Il y a quelques jours de celà, je faisais des recherches sur les éventuelles success-story entre les jeux-vidéo et l’Architecture lorsque je suis tombé sur une petite pépite, la thèse d’un certain Simon Boes, intitulée « Playing Architecture : The usability of a game engine as a real-time design tool ».
Soutenue en 2015, cette thèse examine le rôle que les moteurs de jeu peuvent jouer dans le processus de conception architectural, plus spécifiquement le moteur de jeu CryEngine en tant qu’outil permettant de créer un environnement de conception en temps réel régulé.
Dans mon article où je posais le débat des meilleurs moteurs de rendu pour l’Architecture, je vous faisais cas de l’Unreal Engine et d’Unity comme des outils tout à fait pertinents pour la visualisation architecturale. Cette thèse permettra de creuser encore plus ce sujet franchement passionnant pour ceux qui comme moi, ont les pieds dans ces deux mondes.

_Partie des données_

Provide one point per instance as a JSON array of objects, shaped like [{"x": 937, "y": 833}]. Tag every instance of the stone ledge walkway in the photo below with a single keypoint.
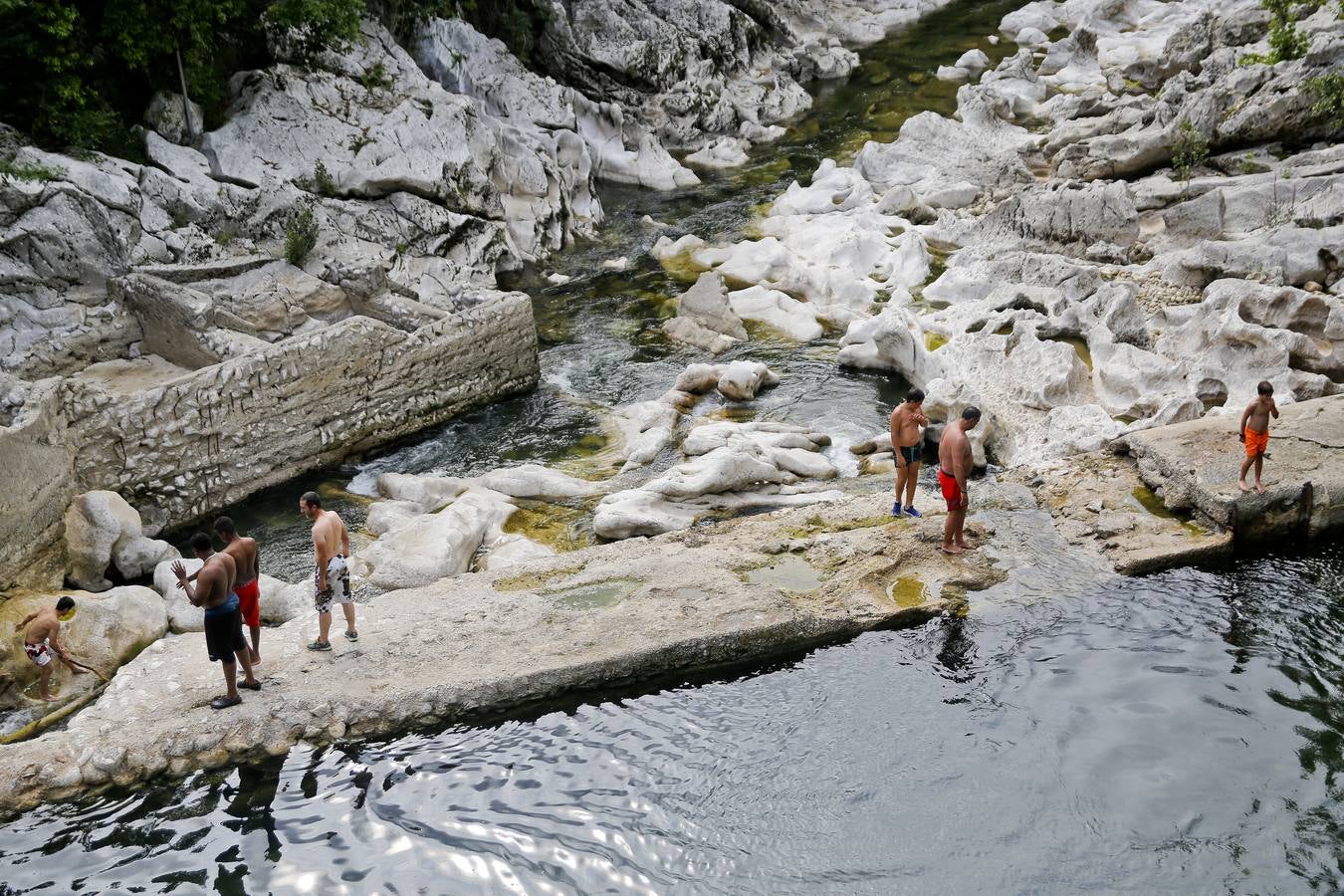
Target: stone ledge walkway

_Objectif énoncé A_
Répondez aux questions suivantes à partir du texte sur les jeux vidéo et l'architecture :
(i) En quelle année la thèse de Simon Boes a-t-elle été soutenue ?
(ii) Quel moteur de jeu cette thèse étudie-t-elle plus spécifiquement ?
(iii) Quels outils l'article sur les meilleurs moteurs de rendu présentait-il comme pertinents pour la visualisation architecturale ?
_Objectif énoncé B_
Résumez en deux phrases le texte sur les jeux vidéo et l'architecture.
_Objectif énoncé C_
Reprenez le texte sur la thèse consacrée aux moteurs de jeu en architecture à partir de sa dernière phrase et poursuivez-le.

_Résultat attendu A_
(i) En 2015.
(ii) CryEngine.
(iii) Unreal Engine et Unity.

_Résultat attendu B_
En cherchant des liens entre jeux vidéo et architecture, l'auteur du texte a découvert la thèse de Simon Boes, « Playing Architecture : The usability of a game engine as a real-time design tool ». Soutenue en 2015, elle examine le rôle des moteurs de jeu, en particulier CryEngine, dans la conception architecturale en temps réel et prolonge un précédent article où Unreal Engine et Unity étaient jugés pertinents pour la visualisation architecturale.

_Résultat attendu C_
Je vous mets le lien en fin d’Article mais avant-vous, je vous propose un résumé traduit de la thèse. Notez que les illustrations et les vidéos utilisées dans cet article sont à but purement esthétiques, histoire d’aérer un peu le texte.
C’est parti.
Le développement de moteurs de jeu de plus en plus puissants et conviviaux, combiné à des frais de licence sans précédent, a rendu la technologie des jeux vidéo plus accessible que jamais pour les applications en dehors de l’industrie du jeu vidéo.
Bien que l’adaptation dans le domaine professionnel de l’architecture ait été relativement rare jusqu’ici et se limite principalement à la simple visualisation, nous soutenons que les moteurs de jeu modernes présentent également un potentiel pour des objectifs liés au design.
Cette étude examine le rôle que les moteurs de jeu peuvent jouer dans le processus de conception et, plus spécifiquement, examine de plus près le moteur de jeu CryEngine en tant qu’outil permettant de créer un environnement de conception en temps réel régulé.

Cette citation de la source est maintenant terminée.